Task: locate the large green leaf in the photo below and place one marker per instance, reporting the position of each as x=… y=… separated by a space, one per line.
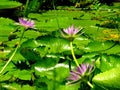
x=110 y=78
x=105 y=62
x=9 y=4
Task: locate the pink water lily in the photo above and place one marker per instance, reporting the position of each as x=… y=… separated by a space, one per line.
x=27 y=23
x=71 y=32
x=81 y=71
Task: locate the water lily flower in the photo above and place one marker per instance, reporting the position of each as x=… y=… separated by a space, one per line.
x=81 y=72
x=27 y=23
x=71 y=32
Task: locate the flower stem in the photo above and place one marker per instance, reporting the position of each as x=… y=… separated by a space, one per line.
x=89 y=84
x=73 y=54
x=26 y=7
x=13 y=54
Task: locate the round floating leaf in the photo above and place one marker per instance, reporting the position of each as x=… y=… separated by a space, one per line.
x=110 y=78
x=9 y=4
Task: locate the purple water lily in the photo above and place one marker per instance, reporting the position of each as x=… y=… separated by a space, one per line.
x=71 y=32
x=81 y=71
x=27 y=23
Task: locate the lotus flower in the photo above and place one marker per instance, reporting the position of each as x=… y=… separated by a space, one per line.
x=27 y=23
x=82 y=71
x=71 y=32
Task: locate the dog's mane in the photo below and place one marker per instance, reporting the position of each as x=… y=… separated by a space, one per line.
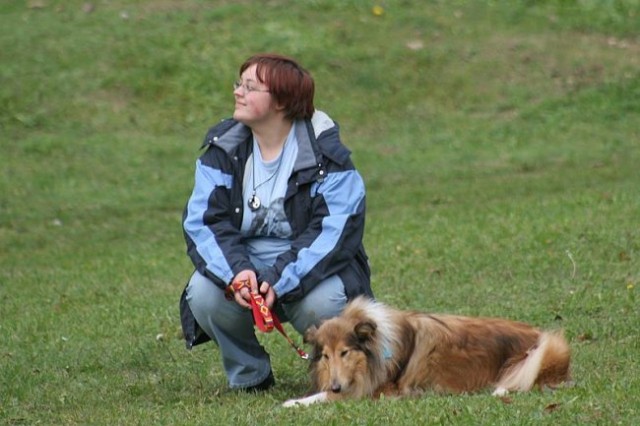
x=388 y=334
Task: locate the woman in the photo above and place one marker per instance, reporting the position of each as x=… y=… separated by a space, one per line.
x=277 y=203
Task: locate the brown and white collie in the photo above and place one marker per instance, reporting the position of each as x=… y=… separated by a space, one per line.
x=372 y=349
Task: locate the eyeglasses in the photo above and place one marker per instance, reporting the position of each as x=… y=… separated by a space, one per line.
x=246 y=88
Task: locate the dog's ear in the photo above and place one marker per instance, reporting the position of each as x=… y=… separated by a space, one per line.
x=310 y=334
x=364 y=330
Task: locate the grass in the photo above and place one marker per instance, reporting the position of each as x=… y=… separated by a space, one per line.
x=500 y=146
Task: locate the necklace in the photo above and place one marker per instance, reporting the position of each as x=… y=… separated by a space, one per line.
x=254 y=202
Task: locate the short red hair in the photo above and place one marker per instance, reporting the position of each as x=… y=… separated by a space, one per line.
x=290 y=85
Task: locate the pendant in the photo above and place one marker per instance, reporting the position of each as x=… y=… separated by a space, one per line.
x=254 y=203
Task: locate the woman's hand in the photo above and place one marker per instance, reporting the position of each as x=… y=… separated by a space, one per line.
x=269 y=295
x=243 y=296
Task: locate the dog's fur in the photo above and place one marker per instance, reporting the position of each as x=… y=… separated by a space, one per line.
x=372 y=349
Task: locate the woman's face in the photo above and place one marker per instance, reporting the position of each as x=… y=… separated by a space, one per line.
x=254 y=104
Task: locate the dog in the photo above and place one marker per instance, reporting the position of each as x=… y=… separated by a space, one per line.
x=372 y=350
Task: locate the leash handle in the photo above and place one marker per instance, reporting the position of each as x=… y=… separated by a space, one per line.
x=263 y=318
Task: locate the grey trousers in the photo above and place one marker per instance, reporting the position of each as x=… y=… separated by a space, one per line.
x=245 y=361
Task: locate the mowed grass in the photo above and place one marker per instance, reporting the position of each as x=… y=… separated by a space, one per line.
x=499 y=141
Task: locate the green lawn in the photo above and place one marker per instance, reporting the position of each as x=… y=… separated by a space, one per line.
x=499 y=141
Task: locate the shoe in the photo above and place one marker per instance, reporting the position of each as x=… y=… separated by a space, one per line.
x=266 y=384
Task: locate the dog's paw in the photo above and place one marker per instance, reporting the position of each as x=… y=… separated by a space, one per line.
x=291 y=403
x=500 y=392
x=312 y=399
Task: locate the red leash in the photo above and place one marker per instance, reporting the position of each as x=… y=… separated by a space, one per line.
x=264 y=319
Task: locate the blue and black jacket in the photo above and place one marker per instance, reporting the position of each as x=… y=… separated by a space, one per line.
x=324 y=204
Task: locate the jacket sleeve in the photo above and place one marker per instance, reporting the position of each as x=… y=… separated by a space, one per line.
x=213 y=242
x=332 y=238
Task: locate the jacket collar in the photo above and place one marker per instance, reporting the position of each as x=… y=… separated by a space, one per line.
x=230 y=134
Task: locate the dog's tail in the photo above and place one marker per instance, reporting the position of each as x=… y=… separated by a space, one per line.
x=547 y=363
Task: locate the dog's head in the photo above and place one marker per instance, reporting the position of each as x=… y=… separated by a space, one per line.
x=343 y=355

> [Problem to solve]: From the line containing "Task: locate the dog's paw" down to the last line, reproduce the records exactly. Include both ends.

> [Exercise answer]:
Task: locate the dog's paw in the photo above and place one marker per instance, reporting the position of each as x=… y=… separated by a space, one per line.
x=291 y=403
x=500 y=392
x=312 y=399
Task: locate the red leash in the photo above and place one marker per instance, reporting the position of each as x=… y=… separated by a space, one per line.
x=264 y=319
Task: locate the blue and black jacket in the photo above and place one marker per instance, reporting the position of each as x=… y=… separated by a space, one per line.
x=324 y=204
Task: locate the jacket sleeve in the photo above and place one marker per instance, reporting the position of each as x=… y=… separated by a space, one per line.
x=213 y=242
x=332 y=238
Task: locate the jacket collar in the photo above and place one marker per instance, reporting the position of each as x=… y=… separated by a space, one per line.
x=230 y=134
Task: locate the dog's tail in the photo above and place one marker per instance, reporting the position of each as x=… y=… separated by a space, one per line.
x=547 y=363
Task: locate the dog's head in the photo above and place one marker per instance, reporting the position of each as x=… y=… separated by a space, one per line.
x=343 y=355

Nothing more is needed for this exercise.